Rewrite the entries below, replacing "rough mask" with "coarse mask" wherever it occurs and leaving everything else unchanged.

--- START ---

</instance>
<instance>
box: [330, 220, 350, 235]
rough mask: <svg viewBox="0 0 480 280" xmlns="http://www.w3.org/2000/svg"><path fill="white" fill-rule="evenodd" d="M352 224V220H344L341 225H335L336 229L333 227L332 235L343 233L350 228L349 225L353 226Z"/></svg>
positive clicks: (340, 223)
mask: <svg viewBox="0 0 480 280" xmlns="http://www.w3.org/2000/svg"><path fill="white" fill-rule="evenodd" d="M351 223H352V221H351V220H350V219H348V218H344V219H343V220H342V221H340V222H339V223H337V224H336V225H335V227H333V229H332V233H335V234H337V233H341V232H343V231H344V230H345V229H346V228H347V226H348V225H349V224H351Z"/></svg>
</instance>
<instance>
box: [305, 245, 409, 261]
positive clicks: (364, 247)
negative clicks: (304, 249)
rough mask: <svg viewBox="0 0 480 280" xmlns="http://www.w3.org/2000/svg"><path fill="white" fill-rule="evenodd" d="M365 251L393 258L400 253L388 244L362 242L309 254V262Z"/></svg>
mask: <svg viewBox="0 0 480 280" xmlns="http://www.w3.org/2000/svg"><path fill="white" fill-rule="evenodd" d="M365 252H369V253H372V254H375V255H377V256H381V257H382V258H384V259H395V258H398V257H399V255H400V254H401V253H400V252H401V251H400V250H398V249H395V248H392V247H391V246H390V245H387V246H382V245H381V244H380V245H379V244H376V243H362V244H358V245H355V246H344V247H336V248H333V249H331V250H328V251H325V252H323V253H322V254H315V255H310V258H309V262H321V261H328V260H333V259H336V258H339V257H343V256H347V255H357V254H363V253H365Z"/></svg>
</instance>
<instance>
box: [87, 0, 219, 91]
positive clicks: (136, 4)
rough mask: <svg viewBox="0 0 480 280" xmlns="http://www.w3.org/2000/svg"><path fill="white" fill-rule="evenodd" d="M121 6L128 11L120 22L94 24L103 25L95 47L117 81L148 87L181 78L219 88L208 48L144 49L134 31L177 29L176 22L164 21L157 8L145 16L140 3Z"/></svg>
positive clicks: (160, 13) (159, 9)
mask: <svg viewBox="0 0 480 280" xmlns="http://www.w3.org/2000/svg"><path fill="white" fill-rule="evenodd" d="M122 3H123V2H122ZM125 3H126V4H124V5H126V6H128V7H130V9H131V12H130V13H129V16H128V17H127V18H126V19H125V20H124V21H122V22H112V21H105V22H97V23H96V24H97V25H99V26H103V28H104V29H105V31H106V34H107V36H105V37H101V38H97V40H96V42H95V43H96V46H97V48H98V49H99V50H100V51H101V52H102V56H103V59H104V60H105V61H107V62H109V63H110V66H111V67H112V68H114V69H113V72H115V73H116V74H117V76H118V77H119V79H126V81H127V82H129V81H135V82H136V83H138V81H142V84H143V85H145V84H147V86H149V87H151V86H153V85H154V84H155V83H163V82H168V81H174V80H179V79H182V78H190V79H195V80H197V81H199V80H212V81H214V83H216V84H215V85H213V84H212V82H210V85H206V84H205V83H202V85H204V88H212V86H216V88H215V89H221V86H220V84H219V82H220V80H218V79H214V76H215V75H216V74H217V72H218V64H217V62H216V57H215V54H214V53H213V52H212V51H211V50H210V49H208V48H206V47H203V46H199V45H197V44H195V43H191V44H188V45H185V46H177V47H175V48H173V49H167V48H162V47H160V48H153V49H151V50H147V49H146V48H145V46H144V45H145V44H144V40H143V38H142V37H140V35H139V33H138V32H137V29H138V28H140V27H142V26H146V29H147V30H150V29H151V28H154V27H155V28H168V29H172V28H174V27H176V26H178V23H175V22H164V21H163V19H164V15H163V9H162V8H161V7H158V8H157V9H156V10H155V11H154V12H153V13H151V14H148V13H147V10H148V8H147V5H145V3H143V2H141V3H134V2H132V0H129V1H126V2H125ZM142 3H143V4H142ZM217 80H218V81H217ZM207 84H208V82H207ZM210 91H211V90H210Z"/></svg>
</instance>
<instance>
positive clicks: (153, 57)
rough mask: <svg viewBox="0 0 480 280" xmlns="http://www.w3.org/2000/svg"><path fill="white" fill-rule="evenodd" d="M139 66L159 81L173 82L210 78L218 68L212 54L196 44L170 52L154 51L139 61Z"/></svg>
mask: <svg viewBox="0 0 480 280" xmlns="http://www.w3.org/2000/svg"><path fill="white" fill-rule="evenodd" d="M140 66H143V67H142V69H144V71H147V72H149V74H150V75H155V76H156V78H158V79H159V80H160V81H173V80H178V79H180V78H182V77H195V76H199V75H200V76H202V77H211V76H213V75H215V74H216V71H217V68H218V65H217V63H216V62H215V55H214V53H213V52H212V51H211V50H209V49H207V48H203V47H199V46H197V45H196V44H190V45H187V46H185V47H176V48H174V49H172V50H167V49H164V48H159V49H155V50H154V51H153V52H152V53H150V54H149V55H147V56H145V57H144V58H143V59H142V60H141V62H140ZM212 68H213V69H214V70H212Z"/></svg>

--- END ---

> [Written solution]
</instance>
<instance>
box: [330, 220, 350, 235]
coarse mask: <svg viewBox="0 0 480 280" xmlns="http://www.w3.org/2000/svg"><path fill="white" fill-rule="evenodd" d="M352 224V220H344L341 225H335L336 229L333 227L332 235L343 233L350 228L349 225L353 226Z"/></svg>
positive clicks: (340, 223)
mask: <svg viewBox="0 0 480 280" xmlns="http://www.w3.org/2000/svg"><path fill="white" fill-rule="evenodd" d="M351 223H352V221H351V220H350V219H348V218H344V219H343V220H342V221H340V222H339V223H337V224H336V225H335V227H333V229H332V233H335V234H337V233H341V232H343V231H344V230H345V229H346V228H347V226H348V225H349V224H351Z"/></svg>
</instance>
<instance>
box: [305, 245, 409, 261]
positive clicks: (364, 247)
negative clicks: (304, 249)
coarse mask: <svg viewBox="0 0 480 280" xmlns="http://www.w3.org/2000/svg"><path fill="white" fill-rule="evenodd" d="M365 251L393 258L400 253L388 244L362 242L309 254V262Z"/></svg>
mask: <svg viewBox="0 0 480 280" xmlns="http://www.w3.org/2000/svg"><path fill="white" fill-rule="evenodd" d="M365 252H369V253H372V254H375V255H377V256H381V257H382V258H384V259H395V258H398V257H399V255H400V254H401V253H400V252H401V251H400V250H398V249H395V248H392V247H391V246H390V245H387V246H382V245H381V244H380V245H379V244H376V243H362V244H358V245H355V246H344V247H336V248H333V249H331V250H328V251H325V252H323V253H322V254H315V255H310V258H309V262H321V261H328V260H333V259H336V258H339V257H343V256H347V255H357V254H363V253H365Z"/></svg>
</instance>
<instance>
box: [87, 0, 219, 91]
positive clicks: (136, 4)
coarse mask: <svg viewBox="0 0 480 280" xmlns="http://www.w3.org/2000/svg"><path fill="white" fill-rule="evenodd" d="M121 6L128 11L120 22L94 24L103 25L95 47L117 81L148 87L181 78L219 88L208 48L144 49L134 31L177 29L176 22L164 21L157 8L145 16L140 3Z"/></svg>
positive clicks: (160, 13) (159, 9)
mask: <svg viewBox="0 0 480 280" xmlns="http://www.w3.org/2000/svg"><path fill="white" fill-rule="evenodd" d="M122 3H123V2H122ZM125 3H126V4H124V5H126V6H128V7H130V9H131V12H130V13H129V16H128V17H127V18H126V19H125V20H124V21H122V22H112V21H105V22H97V23H96V24H97V25H99V26H103V28H104V29H105V31H106V34H107V36H105V37H101V38H97V40H96V42H95V43H96V46H97V48H98V49H99V50H100V51H101V52H102V56H103V59H104V60H105V61H107V62H109V63H110V66H111V67H112V68H114V69H113V72H115V73H116V74H117V76H118V77H119V79H126V81H127V82H129V81H135V82H136V83H138V81H142V84H143V85H145V84H147V86H149V87H151V86H153V85H154V84H155V83H163V82H168V81H174V80H179V79H182V78H190V79H195V80H197V81H199V80H212V81H214V83H216V84H215V85H213V84H212V82H210V85H206V84H205V83H202V85H204V88H212V86H216V88H215V89H221V86H220V84H219V82H220V80H218V79H214V76H215V75H216V74H217V72H218V64H217V62H216V57H215V54H214V53H213V52H212V51H211V50H210V49H208V48H206V47H203V46H199V45H197V44H195V43H191V44H188V45H185V46H177V47H175V48H173V49H167V48H162V47H160V48H153V49H151V50H147V49H146V48H145V46H144V45H145V44H144V40H143V38H142V37H140V35H139V33H138V32H137V29H138V28H140V27H142V26H146V29H147V30H150V29H151V28H154V27H155V28H168V29H172V28H174V27H176V26H178V23H175V22H164V21H163V19H164V15H163V9H162V8H161V7H158V8H157V9H156V10H155V11H154V12H153V13H151V14H148V13H147V10H148V8H147V5H145V3H143V2H141V3H134V2H132V0H129V1H126V2H125ZM142 3H143V4H142ZM217 80H218V81H217ZM207 84H208V82H207ZM210 91H211V90H210Z"/></svg>
</instance>
<instance>
positive clicks: (153, 57)
coarse mask: <svg viewBox="0 0 480 280" xmlns="http://www.w3.org/2000/svg"><path fill="white" fill-rule="evenodd" d="M139 66L159 81L173 82L210 78L218 68L212 54L196 44L170 52L154 51L139 61Z"/></svg>
mask: <svg viewBox="0 0 480 280" xmlns="http://www.w3.org/2000/svg"><path fill="white" fill-rule="evenodd" d="M140 66H143V67H142V69H144V71H147V72H149V74H150V75H155V76H156V78H158V79H159V80H160V81H173V80H178V79H180V78H182V77H195V76H199V75H200V76H202V77H211V76H213V75H215V74H216V71H217V68H218V65H217V63H216V62H215V55H214V53H213V52H212V51H211V50H209V49H207V48H203V47H199V46H197V45H196V44H190V45H187V46H185V47H176V48H174V49H172V50H167V49H164V48H159V49H155V50H154V51H153V52H152V53H150V54H149V55H147V56H145V57H144V58H143V59H142V60H141V62H140ZM212 68H213V69H214V70H212Z"/></svg>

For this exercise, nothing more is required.